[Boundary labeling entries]
>> start

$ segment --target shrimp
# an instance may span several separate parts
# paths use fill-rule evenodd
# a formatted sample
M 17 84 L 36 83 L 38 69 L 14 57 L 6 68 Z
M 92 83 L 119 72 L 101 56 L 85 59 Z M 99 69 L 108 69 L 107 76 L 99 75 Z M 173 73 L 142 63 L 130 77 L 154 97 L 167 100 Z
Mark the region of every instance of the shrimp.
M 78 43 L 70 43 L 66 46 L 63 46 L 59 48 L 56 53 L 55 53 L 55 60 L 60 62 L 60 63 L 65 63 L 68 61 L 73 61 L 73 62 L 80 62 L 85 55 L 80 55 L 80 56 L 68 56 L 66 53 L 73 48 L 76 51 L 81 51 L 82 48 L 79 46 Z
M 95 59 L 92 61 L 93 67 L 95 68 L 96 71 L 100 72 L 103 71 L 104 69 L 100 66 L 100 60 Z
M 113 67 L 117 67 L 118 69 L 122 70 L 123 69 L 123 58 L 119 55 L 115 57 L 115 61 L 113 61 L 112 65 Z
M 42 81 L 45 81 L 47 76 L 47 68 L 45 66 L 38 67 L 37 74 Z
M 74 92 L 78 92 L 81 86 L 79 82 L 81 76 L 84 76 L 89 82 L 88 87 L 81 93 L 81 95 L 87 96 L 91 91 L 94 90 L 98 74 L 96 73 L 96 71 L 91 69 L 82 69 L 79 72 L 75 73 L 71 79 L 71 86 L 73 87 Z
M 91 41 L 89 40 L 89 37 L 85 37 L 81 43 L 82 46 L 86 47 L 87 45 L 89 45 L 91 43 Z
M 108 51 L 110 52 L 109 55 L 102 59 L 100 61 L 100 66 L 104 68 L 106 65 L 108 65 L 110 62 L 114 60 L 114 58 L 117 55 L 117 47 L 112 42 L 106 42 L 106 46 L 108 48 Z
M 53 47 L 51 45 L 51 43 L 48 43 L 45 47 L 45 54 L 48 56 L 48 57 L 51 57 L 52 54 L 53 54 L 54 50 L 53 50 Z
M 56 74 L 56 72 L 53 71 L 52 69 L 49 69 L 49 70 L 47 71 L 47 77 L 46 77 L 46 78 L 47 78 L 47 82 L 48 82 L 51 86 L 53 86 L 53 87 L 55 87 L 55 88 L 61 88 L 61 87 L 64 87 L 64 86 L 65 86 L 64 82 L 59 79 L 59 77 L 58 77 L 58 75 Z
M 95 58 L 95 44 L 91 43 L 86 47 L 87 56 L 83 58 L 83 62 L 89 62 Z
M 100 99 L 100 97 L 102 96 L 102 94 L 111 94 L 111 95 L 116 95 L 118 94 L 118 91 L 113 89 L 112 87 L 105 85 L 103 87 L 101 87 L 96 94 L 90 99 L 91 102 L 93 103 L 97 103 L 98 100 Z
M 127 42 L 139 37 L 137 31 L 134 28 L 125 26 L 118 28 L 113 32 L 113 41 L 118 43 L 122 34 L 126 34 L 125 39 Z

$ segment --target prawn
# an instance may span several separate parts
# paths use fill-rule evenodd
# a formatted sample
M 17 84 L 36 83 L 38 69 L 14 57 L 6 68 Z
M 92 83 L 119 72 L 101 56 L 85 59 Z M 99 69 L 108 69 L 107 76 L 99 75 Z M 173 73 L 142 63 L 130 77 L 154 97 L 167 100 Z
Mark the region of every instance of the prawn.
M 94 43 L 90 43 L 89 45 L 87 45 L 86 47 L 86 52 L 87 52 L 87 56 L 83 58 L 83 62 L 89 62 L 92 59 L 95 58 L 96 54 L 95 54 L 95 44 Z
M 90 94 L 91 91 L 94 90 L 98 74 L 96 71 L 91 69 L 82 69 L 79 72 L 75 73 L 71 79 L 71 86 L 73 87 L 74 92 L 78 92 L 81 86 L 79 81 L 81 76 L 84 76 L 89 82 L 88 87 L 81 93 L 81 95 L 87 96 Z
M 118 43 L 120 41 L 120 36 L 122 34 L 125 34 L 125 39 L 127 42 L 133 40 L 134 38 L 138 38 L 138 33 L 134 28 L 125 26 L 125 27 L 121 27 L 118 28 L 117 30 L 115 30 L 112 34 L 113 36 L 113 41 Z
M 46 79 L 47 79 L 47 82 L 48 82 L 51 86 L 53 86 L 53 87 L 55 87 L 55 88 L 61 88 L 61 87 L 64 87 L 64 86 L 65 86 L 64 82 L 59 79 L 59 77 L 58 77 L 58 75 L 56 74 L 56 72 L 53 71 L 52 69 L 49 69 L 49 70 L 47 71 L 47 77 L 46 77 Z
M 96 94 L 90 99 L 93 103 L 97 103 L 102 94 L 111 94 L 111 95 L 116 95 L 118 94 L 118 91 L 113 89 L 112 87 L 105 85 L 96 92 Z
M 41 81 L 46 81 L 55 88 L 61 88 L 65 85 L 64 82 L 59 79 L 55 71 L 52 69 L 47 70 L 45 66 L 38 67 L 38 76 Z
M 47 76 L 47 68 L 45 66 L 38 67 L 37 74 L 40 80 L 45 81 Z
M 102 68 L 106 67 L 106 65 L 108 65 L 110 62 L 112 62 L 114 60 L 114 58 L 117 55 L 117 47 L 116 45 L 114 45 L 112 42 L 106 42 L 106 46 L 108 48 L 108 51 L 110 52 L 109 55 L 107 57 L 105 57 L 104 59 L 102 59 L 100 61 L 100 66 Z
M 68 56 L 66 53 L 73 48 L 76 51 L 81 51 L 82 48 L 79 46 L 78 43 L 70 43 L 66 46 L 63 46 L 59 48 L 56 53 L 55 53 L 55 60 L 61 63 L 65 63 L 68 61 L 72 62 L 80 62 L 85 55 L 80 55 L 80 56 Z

>> end

(Objective): Please reproduce the part of the entries from their start through the line containing "M 74 92 L 78", both ends included, with every coordinate in the answer outlines scaled by 0.7 and rounded to whole numbers, halves rounded up. Keep all other lines there unchanged, including the requests and the sample paths, and return only that part.

(Answer to the task):
$ segment --target shrimp
# an instance may span several separate parts
# paths use fill-rule evenodd
# a formatted sample
M 17 84 L 36 83 L 38 69 L 14 57 L 6 68 Z
M 92 83 L 119 72 L 101 56 L 85 59 Z M 99 69 L 108 69 L 107 76 L 99 75 Z M 173 73 L 142 63 L 130 77 L 154 97 L 167 100 Z
Mark the region of every instance of the shrimp.
M 55 30 L 49 30 L 46 32 L 44 32 L 41 34 L 39 37 L 39 37 L 39 42 L 42 43 L 42 44 L 46 44 L 48 43 L 51 43 L 51 43 L 56 43 L 60 39 L 56 39 L 56 39 L 48 39 L 46 37 L 51 34 L 53 36 L 57 36 L 57 34 L 55 32 Z
M 67 41 L 64 43 L 65 47 L 67 48 L 67 50 L 70 50 L 72 50 L 73 48 L 70 46 L 70 42 Z
M 79 47 L 82 47 L 83 48 L 85 49 L 86 48 L 86 41 L 83 39 L 81 40 L 81 43 L 79 43 L 78 46 Z
M 29 57 L 32 57 L 33 53 L 33 48 L 32 46 L 27 47 L 26 52 Z
M 52 64 L 55 64 L 57 60 L 55 57 L 57 53 L 59 53 L 62 57 L 62 61 L 57 65 L 57 67 L 61 67 L 64 64 L 66 63 L 69 52 L 67 51 L 67 50 L 64 48 L 57 48 L 55 50 L 53 51 L 50 55 L 50 60 L 51 61 Z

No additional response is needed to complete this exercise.